> [Directions for this task]: Duplicate the passage of the oil futures report from "WASHINGTON (DTN) -- Crude" to "from previous months.", word for word.

> [Text segment]:
WASHINGTON (DTN) -- Crude and refined product futures on the New York Mercantile Exchange and the Intercontinental Exchange rallied to just over one-year highs on Wednesday in another day of risk-on trade in financial markets. Reaffirmation from the Organization of the Petroleum Exporting Countries and Russia-led partners to achieve full conformity with their ongoing production agreement during the first quarter, now at 7.125 million barrels per day (bpd), spurred a fresh round of buying.
The 26th Meeting of the Joint Ministerial Monitoring Committee concluded Wednesday with an upbeat assessment of the oil market, saying the group is "optimistic for a year of recovery in 2021."
The committee noted compliance with the production accord exceeded 100% in January, with Nigeria, Iraq, and Kazakhstan seen compensating for overproduced volumes from previous months.
Despite the overall strong compliance, Russia and Saudi Arabia, cochairs of the JMMC, urged all participants to the agreement to fully deliver on their pledged cuts and to "stay on course, which has hitherto reaped rewards."

> [Listed records]:
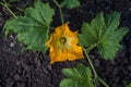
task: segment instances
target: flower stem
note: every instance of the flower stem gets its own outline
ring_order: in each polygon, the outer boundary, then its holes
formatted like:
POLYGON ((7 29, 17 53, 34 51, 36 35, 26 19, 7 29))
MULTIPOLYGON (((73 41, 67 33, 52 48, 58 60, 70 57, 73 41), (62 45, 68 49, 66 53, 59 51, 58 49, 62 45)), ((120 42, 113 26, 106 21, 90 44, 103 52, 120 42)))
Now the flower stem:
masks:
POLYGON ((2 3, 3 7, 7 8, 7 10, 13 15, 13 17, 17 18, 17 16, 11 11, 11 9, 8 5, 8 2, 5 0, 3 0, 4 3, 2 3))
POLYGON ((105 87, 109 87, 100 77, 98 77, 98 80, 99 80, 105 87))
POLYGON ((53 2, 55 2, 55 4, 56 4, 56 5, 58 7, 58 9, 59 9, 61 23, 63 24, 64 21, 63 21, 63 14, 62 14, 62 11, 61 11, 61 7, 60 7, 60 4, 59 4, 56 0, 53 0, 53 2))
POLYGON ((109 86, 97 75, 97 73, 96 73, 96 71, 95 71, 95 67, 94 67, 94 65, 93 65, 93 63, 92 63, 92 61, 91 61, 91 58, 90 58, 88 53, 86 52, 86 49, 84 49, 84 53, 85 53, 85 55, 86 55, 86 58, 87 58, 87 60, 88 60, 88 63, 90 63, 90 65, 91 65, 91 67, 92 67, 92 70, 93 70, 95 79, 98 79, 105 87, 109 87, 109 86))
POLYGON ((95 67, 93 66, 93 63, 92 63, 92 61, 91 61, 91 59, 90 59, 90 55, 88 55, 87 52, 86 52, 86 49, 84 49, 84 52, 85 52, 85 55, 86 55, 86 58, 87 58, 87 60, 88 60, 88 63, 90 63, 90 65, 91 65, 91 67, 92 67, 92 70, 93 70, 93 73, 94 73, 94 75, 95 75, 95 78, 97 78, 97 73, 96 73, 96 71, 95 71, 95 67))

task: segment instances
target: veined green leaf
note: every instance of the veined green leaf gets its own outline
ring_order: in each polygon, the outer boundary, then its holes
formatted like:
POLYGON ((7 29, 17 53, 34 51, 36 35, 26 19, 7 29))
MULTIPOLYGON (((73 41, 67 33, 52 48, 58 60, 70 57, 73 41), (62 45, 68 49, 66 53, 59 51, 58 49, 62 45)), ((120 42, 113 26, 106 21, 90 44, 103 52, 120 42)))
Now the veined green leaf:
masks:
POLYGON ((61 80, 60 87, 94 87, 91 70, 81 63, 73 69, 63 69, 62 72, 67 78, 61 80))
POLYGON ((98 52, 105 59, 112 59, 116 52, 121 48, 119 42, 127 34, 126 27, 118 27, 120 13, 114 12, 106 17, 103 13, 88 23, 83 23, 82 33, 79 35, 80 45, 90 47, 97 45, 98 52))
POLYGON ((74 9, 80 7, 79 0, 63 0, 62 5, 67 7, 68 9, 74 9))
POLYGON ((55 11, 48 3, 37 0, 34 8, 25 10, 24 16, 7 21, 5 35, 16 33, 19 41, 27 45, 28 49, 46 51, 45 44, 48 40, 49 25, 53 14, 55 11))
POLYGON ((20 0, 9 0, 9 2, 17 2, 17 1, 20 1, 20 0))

> [Result for this exercise]:
WASHINGTON (DTN) -- Crude and refined product futures on the New York Mercantile Exchange and the Intercontinental Exchange rallied to just over one-year highs on Wednesday in another day of risk-on trade in financial markets. Reaffirmation from the Organization of the Petroleum Exporting Countries and Russia-led partners to achieve full conformity with their ongoing production agreement during the first quarter, now at 7.125 million barrels per day (bpd), spurred a fresh round of buying.
The 26th Meeting of the Joint Ministerial Monitoring Committee concluded Wednesday with an upbeat assessment of the oil market, saying the group is "optimistic for a year of recovery in 2021."
The committee noted compliance with the production accord exceeded 100% in January, with Nigeria, Iraq, and Kazakhstan seen compensating for overproduced volumes from previous months.